#### LESETEXT

Die Entscheidung des LAG Düsseldorf
Das LAG Düsseldorf hat die Klage, ebenso wie das Arbeitsgericht Essen in der ersten Instanz, abgewiesen. Aufgrund der Kurzarbeit Null in den Monaten Juni, Juli und Oktober 2020 habe die Klägerin für diese Monate keinen Urlaubsanspruch gemäß § 3 BUrlG erworben. Der Jahresurlaub 2020 stehe der Klägerin demnach nur anteilig zu. Für jeden vollen Monat der Kurzarbeit Null sei der Urlaubsanspruch um 1/12 zu kürzen. Im Ergebnis habe die Arbeitgeberin den Urlaubsanspruch daher sogar um 3,5 Arbeitstage kürzen dürfen.
Nach Ansicht des LAG Düsseldorf setze der Erholungszweck des Urlaubs eine Verpflichtung zur Tätigkeit voraus. Da bei der Kurzarbeit die beiderseitigen Leistungspflichten aber aufgehoben seien, seien Kurzarbeiter wie vorübergehend Teilzeitbeschäftigte zu behandeln, deren Erholungsurlaub ebenfalls anteilig zu kürzen sei.

#### Annotationsdatensätze zur Objekterkennung
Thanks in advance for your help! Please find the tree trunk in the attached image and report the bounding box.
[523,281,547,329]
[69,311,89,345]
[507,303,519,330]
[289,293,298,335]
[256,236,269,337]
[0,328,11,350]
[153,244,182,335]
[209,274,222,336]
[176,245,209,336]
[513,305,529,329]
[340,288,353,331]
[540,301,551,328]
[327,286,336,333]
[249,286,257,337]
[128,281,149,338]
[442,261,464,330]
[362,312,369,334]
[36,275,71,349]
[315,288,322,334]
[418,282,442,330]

#### ARBEITSAUFTRÄGE
- A) Gib bitte aus dem Text zur Entscheidung des LAG Düsseldorf die Stelle von „Nach Ansicht des“ bis „zu kürzen sei.“ wortgetreu wieder.
- B) Ersetze in den Datenzeilen vom Anfang bis einschließlich der Zeile mit „[442,261,464,330]“ den Ausdruck „tree trunk“ durch „tree stump“. Gib nur diese Zeilen aus und lass alles andere darin unverändert.

#### DIE LÖSUNGEN
- A)
Nach Ansicht des LAG Düsseldorf setze der Erholungszweck des Urlaubs eine Verpflichtung zur Tätigkeit voraus. Da bei der Kurzarbeit die beiderseitigen Leistungspflichten aber aufgehoben seien, seien Kurzarbeiter wie vorübergehend Teilzeitbeschäftigte zu behandeln, deren Erholungsurlaub ebenfalls anteilig zu kürzen sei.

- B)
Thanks in advance for your help! Please find the tree stump in the attached image and report the bounding box.
[523,281,547,329]
[69,311,89,345]
[507,303,519,330]
[289,293,298,335]
[256,236,269,337]
[0,328,11,350]
[153,244,182,335]
[209,274,222,336]
[176,245,209,336]
[513,305,529,329]
[340,288,353,331]
[540,301,551,328]
[327,286,336,333]
[249,286,257,337]
[128,281,149,338]
[442,261,464,330]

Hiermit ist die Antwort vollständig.